Early in its season, City Opera staged a new American opera—or rather, a very recent one: Margaret Garner, which first appeared in 2003. It was composed by Richard Danielpour to a libretto by Toni Morrison. Danielpour is a New York-born composer, about fifty, who has written a great variety of music. Morrison, as you know, is the Nobel laureate in literature from 1993. In 1987, she had a great success in the novel Beloved—a novel that told the story of Margaret Garner. And, from this, the opera sprang.

Who was Margaret Garner? She was a slave in Kentucky, then a runaway slave. Cornered, she killed her two-year-old daughter—slashing her throat—rather than see her returned to slavery. She was about to kill her three other children, and finally herself, before being subdued. This took place in 1856—and haunted America for some time thereafter. In its program, City Opera printed a painting by Thomas Satterwhite Noble from 1867: The Modern Medea. Interviewed about Margaret, Morrison said, “The theme that struck me was that she was not crazy. They were stunned to find her a) articulate, b) sane, and c) interested in doing it again. She was just steady as a rock, and I thought that was extraordinary.”

In 1998, eleven years after the publication of Beloved, Oprah Winfrey made that novel into a movie. Then, not long after, Danielpour composed his opera. Undeniably, the Garner story is a fascinating and provocative one. Along with that painting, City Opera published several essays, and the flavor of them all can be tasted in this passage: “The Garner case … symbolizes Black women’s determination to resist their enslavement. In a single act of defiance, Margaret destroyed the master’s ‘property’ and likely, his progeny. The complex dynamics of slavery, in which race, gender, and class play a significant role, help to explain Margaret’s infanticide,” etc. Maybe, maybe not. But still, this is indeed a fascinating and provocative case.

Danielpour has written a good score, and a very American one. We hear many idioms and traditions in it: gospel, blues, jazz. In the opening pages, there are touches of Bernstein, touches of Gershwin. I thought West Side Story and An American in Paris were virtually quoted. And, though the setting is Kentucky, the score can sound awfully urban—specifically, awfully New York. Danielpour includes some fine choruses, and he moves his opera along at a good pace. He does not allow for applause, incidentally—no applause after arias and ensembles. He has the orchestra skip right ahead.

Some of the score is a little hokey, a little kitschy—Sandburgian, you might say. You could also say that it is human. Danielpour is simple without being simplistic, and eclectic without being a mess. Furthermore, he’s to be congratulated for having the courage to write tonally and lyrically—and popularly. He began life as a serialist, but found, apparently, that he had to write other music.

━━━━━━━━

■ EXERCISE AIM
Resume the review of the opera Margaret Garner after its last sentence, keeping to its subject and tone.

■ DATA BLOCK
━━━━━━━━

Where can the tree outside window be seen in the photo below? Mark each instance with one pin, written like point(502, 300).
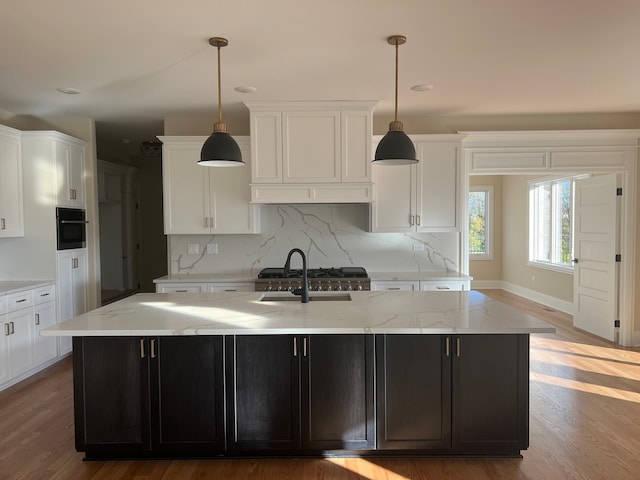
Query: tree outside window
point(550, 222)
point(480, 208)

━━━━━━━━

■ EXERCISE OUTPUT
Note, too, that Margaret Garner includes genuine hits, or pieces that deserve to be hits: A few years ago, I heard an aria from this opera in a song recital, and it made an impression on me. It must have been Margaret’s aria from the end of Act I—touching, noble, even moral, in a way. Danielpour also includes a lovely lullaby, adding to America’s inventory of lullabies. There’s one in Porgy and Bess—I can’t quite remember its name.

A key question to ask is, Does the work hold one’s attention? And the answer is yes—certainly in the first of the two acts. The second act grows a little tedious, however, and it also suffers from some bombast, or blatancy: For example, I found the hooting of the white townspeople parodic, rather than real. But the ending of the opera is well crafted, which counts for a lot: A good beginning and a good ending are two of the best friends a composer can have.

Speaking of composing, Toni Morrison’s libretto contains some beautiful, beautiful sentences—also some excellent rhymes: rhymes that please or touch without being merely clever. Say what you will about Nobel Prize recipients—and I’ve said my share over the years—Morrison is hardly without talent.

City Opera had a new production, fashioned by Tazewell Thompson, a director and playwright. It is, in general, a smart and effective production—economical, too. Also, we are reminded that it is difficult—horribly difficult—to look at slavery. Its subjugation, degradation, humiliation, sadism, violence, and, maybe especially, rape are unbearable. At one point in the opera, a slave kills the overseer, and, on the night I attended, a portion of the audience applauded.

Singing the title role of Margaret was a mezzo-soprano with the pleasant, catchy name of Tracie Luck. She sang with poise and intelligence, and she handled her acting the same way. Previously, she had covered in this role for Denyce Graves, a star. It was good that Tracie Luck had a chance in the spotlight. Portraying Cilla, Margaret’s mother-in-law, was Lisa Daltirus, a soprano, who sang movingly, soulfully. Robert, Margaret’s husband, was the baritone Gregg Baker, whose singing was marked by lyrical power. City Opera’s chorus performed with engagement and heart. And, in the pit, the conductor George Manahan showed strong, supple leadership.

As you know, it is not enough for musicians to be musicians, and, for City Opera’s program, Richard Danielpour penned an essay—all about the “relevance” of Margaret Garner, which is to say, its relevance to national and world affairs today. Aren’t all good or rich stories enduring? Do they have to be “relevant,” in the modern, cheap sense? In this essay, Danielpour connected the Garner story to Hurricane Katrina, the Bush administration’s “ethics,” the Iraq War (“exorbitantly expensive, never-ending”), and so on. Truly, this essay was little short of demented. Why does someone capable of writing that Act I aria of Margaret’s think he has to do this other? I would think that composing music people wanted to hear again—and hear repeatedly—would be enough.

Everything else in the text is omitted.